* **The task**: Arrange the lines below, from the line with "the adult's dark" to the line with "x=270 y=178", as a two-column CSV with the headers text and answer, using one row that pairs each text with its answer. Put every value in a single quoted field and turn any line breaks into spaces.

=-=-=-=-=

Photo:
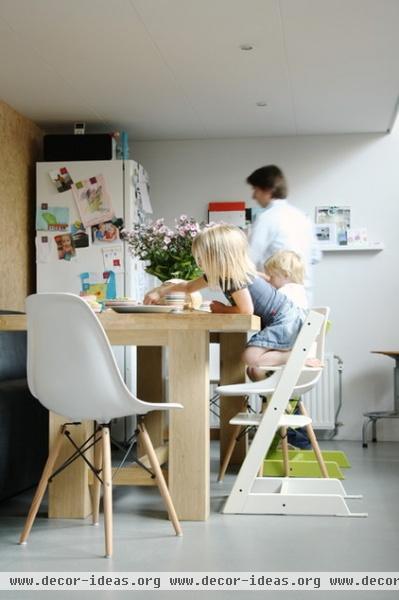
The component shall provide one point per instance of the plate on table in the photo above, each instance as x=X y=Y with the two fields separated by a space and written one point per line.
x=140 y=308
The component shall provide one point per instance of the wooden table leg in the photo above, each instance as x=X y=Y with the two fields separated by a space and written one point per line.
x=189 y=428
x=150 y=389
x=69 y=496
x=232 y=370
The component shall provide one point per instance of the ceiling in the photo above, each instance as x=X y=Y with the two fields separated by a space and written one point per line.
x=173 y=69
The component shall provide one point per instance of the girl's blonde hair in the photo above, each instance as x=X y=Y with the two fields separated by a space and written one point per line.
x=288 y=264
x=221 y=251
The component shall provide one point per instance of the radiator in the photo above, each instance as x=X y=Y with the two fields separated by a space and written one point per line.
x=319 y=401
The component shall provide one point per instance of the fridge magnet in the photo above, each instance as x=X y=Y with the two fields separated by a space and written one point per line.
x=79 y=235
x=101 y=285
x=65 y=246
x=43 y=248
x=105 y=232
x=52 y=218
x=93 y=200
x=340 y=216
x=113 y=259
x=62 y=179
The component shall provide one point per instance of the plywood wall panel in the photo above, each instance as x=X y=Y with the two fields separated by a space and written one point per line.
x=20 y=148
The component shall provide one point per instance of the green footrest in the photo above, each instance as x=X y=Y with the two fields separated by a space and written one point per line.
x=336 y=456
x=300 y=468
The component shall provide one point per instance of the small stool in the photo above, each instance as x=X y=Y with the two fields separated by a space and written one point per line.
x=373 y=416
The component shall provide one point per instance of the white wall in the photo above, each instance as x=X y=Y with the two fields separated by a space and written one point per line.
x=362 y=288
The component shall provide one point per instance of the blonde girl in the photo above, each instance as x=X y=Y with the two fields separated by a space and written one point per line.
x=221 y=252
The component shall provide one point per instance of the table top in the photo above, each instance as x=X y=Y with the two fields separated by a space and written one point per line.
x=186 y=320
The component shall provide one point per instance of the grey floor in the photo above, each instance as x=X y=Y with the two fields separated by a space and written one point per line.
x=144 y=539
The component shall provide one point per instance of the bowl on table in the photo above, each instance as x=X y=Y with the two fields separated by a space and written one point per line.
x=175 y=299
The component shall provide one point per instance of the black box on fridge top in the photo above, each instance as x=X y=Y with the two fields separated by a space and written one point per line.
x=93 y=146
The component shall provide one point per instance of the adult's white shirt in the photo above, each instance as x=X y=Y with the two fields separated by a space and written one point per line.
x=282 y=226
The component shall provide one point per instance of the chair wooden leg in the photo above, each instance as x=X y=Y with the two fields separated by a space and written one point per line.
x=313 y=441
x=41 y=488
x=163 y=488
x=284 y=446
x=107 y=485
x=229 y=452
x=96 y=487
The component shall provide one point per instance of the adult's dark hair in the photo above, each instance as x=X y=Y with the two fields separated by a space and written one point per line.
x=270 y=178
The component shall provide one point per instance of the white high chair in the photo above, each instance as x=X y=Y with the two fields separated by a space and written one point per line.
x=283 y=495
x=72 y=371
x=309 y=377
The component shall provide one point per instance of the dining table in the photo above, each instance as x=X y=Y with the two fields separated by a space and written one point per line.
x=181 y=342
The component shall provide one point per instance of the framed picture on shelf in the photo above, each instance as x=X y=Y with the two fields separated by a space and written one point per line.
x=326 y=233
x=340 y=216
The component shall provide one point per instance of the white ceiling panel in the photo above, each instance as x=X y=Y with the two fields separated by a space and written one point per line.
x=172 y=69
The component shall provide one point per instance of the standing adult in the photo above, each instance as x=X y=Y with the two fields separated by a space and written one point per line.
x=280 y=226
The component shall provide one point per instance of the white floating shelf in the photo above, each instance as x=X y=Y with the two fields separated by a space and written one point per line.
x=370 y=247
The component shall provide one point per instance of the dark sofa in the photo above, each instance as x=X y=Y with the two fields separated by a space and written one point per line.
x=23 y=420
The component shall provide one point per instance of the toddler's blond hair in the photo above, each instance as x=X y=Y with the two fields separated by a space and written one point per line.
x=221 y=251
x=288 y=264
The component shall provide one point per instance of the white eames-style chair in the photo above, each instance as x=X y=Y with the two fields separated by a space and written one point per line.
x=283 y=495
x=72 y=372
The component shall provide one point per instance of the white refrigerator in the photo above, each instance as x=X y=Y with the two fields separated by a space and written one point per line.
x=96 y=261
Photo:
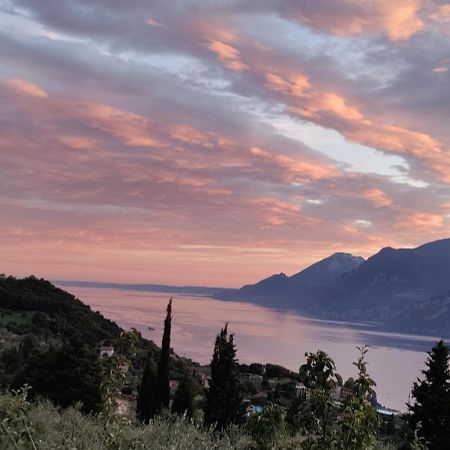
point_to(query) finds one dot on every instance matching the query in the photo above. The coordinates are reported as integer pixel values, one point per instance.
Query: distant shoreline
(192, 290)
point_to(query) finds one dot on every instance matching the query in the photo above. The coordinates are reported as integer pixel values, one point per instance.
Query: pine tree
(161, 393)
(145, 394)
(431, 411)
(183, 402)
(224, 397)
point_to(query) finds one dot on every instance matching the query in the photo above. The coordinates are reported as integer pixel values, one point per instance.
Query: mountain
(29, 303)
(427, 316)
(392, 278)
(281, 290)
(406, 288)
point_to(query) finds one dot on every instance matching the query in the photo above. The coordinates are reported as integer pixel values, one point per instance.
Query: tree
(266, 427)
(431, 409)
(161, 393)
(224, 397)
(183, 402)
(68, 375)
(313, 415)
(358, 424)
(145, 393)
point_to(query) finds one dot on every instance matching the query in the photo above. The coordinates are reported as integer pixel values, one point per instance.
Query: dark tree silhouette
(145, 394)
(430, 413)
(224, 397)
(183, 402)
(161, 393)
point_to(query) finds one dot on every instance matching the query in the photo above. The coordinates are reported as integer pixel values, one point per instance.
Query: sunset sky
(217, 142)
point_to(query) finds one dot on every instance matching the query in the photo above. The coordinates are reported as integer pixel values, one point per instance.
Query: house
(301, 390)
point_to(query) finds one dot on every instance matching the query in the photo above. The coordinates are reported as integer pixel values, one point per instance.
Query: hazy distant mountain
(393, 277)
(408, 288)
(281, 290)
(326, 272)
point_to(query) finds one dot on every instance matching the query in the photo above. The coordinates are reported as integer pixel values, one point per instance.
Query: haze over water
(267, 335)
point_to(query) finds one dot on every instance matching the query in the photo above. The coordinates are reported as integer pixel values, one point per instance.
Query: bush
(43, 426)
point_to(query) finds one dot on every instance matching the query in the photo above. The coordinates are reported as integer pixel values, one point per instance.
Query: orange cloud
(399, 20)
(227, 54)
(378, 198)
(23, 87)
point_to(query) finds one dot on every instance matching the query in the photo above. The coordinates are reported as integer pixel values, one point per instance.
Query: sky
(215, 142)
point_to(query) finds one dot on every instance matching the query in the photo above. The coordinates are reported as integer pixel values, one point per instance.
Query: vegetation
(42, 426)
(161, 392)
(430, 413)
(183, 401)
(224, 396)
(76, 399)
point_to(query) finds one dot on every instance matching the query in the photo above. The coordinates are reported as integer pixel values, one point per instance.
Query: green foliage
(358, 424)
(145, 393)
(432, 400)
(67, 375)
(313, 416)
(328, 425)
(267, 427)
(224, 396)
(319, 371)
(41, 426)
(161, 392)
(59, 312)
(114, 370)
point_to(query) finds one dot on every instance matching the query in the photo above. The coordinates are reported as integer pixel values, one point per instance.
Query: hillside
(58, 311)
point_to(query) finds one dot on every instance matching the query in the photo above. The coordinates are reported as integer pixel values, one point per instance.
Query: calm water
(267, 335)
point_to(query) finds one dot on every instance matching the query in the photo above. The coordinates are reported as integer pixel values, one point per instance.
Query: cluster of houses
(263, 387)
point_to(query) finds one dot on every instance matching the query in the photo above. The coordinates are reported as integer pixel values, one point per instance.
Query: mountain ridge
(380, 288)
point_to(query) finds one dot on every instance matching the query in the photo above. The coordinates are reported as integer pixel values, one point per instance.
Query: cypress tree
(224, 397)
(161, 394)
(183, 402)
(432, 400)
(145, 394)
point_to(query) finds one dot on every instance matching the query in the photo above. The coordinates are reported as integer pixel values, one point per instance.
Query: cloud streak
(139, 140)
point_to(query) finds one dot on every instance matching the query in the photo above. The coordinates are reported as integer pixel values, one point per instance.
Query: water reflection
(267, 335)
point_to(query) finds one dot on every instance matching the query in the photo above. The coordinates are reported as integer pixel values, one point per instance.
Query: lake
(266, 335)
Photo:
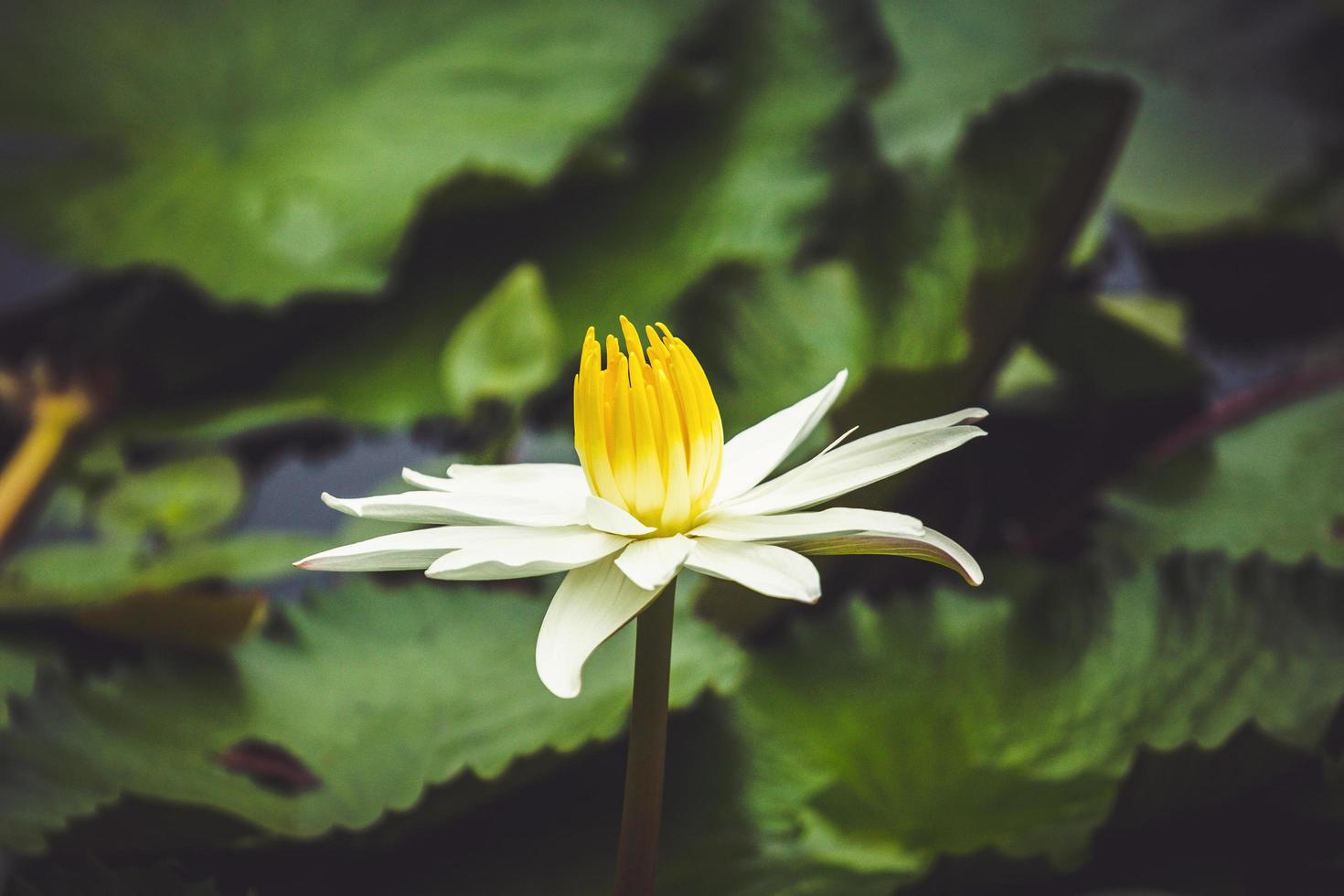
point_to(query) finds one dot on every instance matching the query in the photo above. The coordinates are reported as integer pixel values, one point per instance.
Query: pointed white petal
(930, 546)
(752, 454)
(589, 607)
(654, 561)
(485, 506)
(858, 464)
(784, 527)
(515, 477)
(773, 571)
(414, 549)
(605, 516)
(558, 475)
(526, 552)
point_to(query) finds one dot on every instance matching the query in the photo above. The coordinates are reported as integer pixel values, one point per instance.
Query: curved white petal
(752, 454)
(784, 527)
(418, 549)
(858, 464)
(526, 552)
(485, 506)
(589, 607)
(512, 477)
(773, 571)
(654, 561)
(605, 516)
(930, 546)
(560, 475)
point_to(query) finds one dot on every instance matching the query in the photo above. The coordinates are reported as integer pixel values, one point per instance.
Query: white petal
(511, 477)
(605, 516)
(752, 454)
(654, 561)
(484, 506)
(773, 571)
(526, 552)
(784, 527)
(930, 546)
(858, 464)
(589, 607)
(560, 475)
(414, 549)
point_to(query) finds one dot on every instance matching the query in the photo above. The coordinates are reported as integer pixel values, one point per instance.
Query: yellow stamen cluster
(646, 430)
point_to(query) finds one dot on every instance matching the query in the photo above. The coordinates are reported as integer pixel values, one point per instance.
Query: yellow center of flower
(646, 429)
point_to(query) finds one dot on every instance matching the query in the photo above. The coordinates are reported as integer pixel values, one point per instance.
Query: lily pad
(1223, 123)
(1275, 485)
(374, 695)
(269, 149)
(177, 500)
(886, 736)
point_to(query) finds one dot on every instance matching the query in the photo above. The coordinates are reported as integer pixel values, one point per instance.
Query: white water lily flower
(656, 491)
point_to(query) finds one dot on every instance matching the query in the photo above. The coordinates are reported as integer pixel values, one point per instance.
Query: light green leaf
(883, 738)
(732, 183)
(508, 347)
(80, 878)
(1273, 485)
(771, 337)
(177, 500)
(1223, 123)
(19, 666)
(372, 696)
(276, 148)
(69, 575)
(958, 252)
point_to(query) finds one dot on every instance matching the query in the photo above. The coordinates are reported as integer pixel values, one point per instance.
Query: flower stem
(638, 852)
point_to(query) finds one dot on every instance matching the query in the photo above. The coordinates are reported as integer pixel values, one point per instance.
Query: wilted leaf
(883, 738)
(276, 148)
(1273, 485)
(377, 692)
(177, 500)
(507, 348)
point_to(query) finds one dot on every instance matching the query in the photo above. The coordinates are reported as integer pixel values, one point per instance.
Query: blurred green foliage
(312, 232)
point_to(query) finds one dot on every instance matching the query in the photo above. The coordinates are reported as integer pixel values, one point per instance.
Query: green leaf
(769, 337)
(732, 182)
(78, 574)
(1275, 485)
(177, 500)
(1224, 121)
(374, 695)
(19, 667)
(955, 255)
(80, 878)
(276, 148)
(883, 738)
(507, 348)
(1118, 349)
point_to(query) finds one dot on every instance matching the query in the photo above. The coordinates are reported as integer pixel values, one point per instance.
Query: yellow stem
(54, 417)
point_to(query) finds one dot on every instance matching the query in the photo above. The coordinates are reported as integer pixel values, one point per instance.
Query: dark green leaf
(883, 738)
(177, 500)
(1273, 485)
(276, 148)
(507, 348)
(375, 695)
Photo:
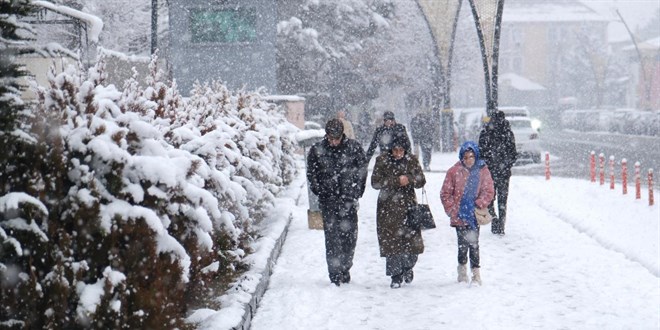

=-=-=-=-=

* **Solution**:
text,answer
"The component shall provide one point per instance of the adult's dark hair in the photo above, each instance as x=X y=Y with the two fields separated by a space and written one point per line.","x=270 y=178"